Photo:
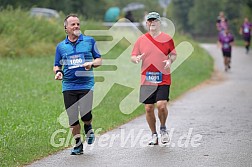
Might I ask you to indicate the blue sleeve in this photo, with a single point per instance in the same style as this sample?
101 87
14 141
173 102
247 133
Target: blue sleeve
95 51
57 60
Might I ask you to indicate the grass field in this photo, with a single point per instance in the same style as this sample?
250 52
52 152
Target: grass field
31 102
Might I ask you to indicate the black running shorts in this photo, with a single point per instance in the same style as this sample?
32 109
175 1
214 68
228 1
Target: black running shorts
152 94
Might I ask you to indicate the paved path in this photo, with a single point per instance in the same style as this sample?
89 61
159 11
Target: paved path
211 125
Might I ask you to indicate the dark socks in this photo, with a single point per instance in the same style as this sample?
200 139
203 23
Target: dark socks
78 141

=== Brief ===
Would you return exactly the lines from the one containing "Target: black running shorts" through the end of the listing, both included, and only them?

=== Result of this exercise ===
Target: black running shorts
152 94
Might I ask you to indicate the paved path in this photo, with a single point per instance in the same style as this sample?
89 61
159 11
Target: paved path
211 125
Might I ask you to indicate the dark socks in this photo, with a single point per instance in the same style as this sample?
200 139
203 23
Target: dark socks
78 141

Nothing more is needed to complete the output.